_Brief:_ Every line containing the word "item" must be pulled from the records.

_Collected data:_
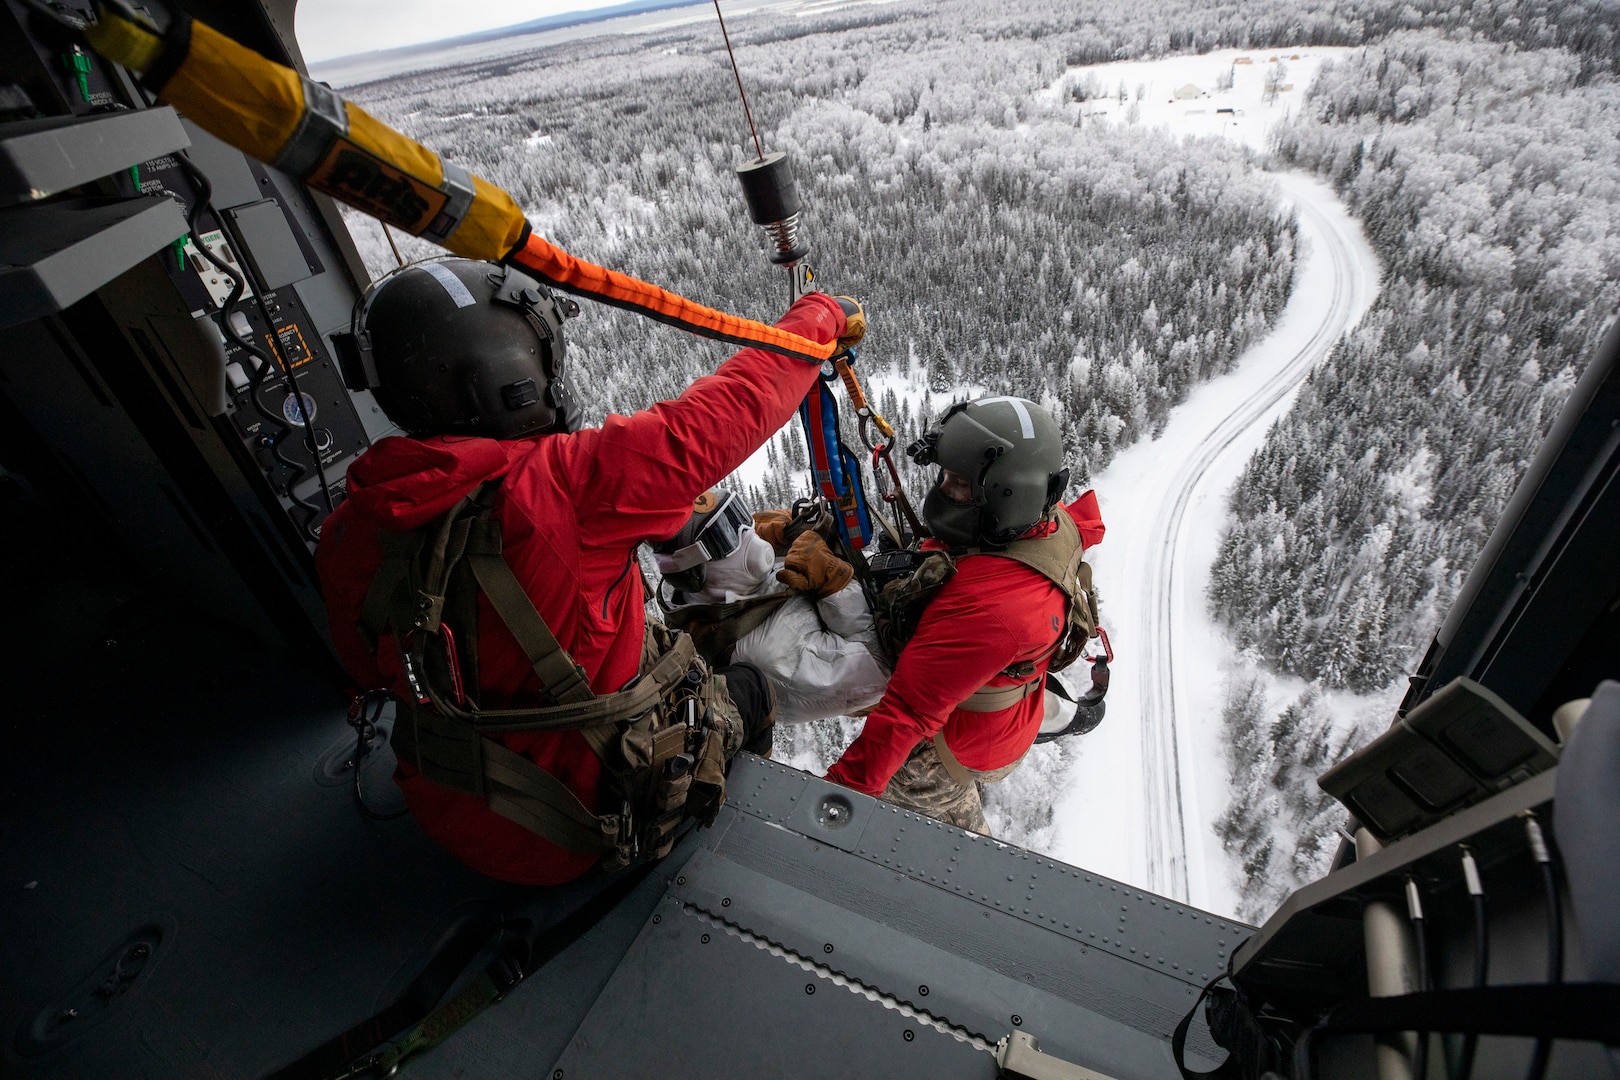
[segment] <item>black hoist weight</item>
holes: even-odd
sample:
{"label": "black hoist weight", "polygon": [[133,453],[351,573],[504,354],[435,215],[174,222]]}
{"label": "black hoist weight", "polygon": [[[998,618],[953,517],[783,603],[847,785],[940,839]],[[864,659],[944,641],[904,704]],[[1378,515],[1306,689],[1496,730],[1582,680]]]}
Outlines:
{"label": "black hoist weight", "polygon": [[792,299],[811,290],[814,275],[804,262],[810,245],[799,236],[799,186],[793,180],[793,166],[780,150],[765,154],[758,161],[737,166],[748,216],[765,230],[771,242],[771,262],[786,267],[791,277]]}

...

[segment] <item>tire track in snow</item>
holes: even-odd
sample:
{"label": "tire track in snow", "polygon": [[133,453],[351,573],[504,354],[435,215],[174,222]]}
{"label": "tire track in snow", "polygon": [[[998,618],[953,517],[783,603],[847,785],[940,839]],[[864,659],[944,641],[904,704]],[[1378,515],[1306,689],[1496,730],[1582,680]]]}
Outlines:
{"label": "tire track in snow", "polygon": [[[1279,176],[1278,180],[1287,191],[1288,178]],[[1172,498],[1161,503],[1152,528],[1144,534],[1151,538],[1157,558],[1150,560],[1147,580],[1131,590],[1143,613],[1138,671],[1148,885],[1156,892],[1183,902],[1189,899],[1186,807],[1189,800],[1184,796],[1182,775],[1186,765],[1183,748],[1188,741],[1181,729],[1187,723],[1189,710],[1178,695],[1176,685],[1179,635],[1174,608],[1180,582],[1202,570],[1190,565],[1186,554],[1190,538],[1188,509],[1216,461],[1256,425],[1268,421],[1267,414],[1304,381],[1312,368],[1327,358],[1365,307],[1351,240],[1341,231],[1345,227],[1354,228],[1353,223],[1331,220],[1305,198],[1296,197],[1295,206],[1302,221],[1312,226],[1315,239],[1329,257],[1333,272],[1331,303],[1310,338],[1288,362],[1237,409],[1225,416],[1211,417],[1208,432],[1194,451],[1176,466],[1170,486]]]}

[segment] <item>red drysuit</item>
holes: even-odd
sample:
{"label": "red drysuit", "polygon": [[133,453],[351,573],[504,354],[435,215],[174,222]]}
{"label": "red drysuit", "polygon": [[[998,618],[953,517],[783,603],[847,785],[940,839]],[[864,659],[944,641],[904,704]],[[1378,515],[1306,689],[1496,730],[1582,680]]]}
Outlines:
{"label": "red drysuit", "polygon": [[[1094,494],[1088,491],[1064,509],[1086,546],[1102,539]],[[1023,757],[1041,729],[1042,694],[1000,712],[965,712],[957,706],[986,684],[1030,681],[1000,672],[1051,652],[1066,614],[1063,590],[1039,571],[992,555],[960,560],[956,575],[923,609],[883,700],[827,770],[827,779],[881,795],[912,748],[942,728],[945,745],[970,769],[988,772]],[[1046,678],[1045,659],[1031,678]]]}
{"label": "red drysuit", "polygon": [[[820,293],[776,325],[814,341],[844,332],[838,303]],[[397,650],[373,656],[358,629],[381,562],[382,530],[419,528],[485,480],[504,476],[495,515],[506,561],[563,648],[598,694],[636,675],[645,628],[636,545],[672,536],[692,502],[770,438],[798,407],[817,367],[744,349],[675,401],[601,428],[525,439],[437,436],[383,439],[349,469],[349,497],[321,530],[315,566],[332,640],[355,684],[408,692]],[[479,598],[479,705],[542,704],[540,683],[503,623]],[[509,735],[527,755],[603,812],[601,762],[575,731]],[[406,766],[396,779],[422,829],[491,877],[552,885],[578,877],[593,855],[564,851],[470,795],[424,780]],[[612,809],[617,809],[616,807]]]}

_Task solution:_
[segment] <item>black hoist weight</item>
[segment] <item>tire track in snow</item>
[segment] <item>red drysuit</item>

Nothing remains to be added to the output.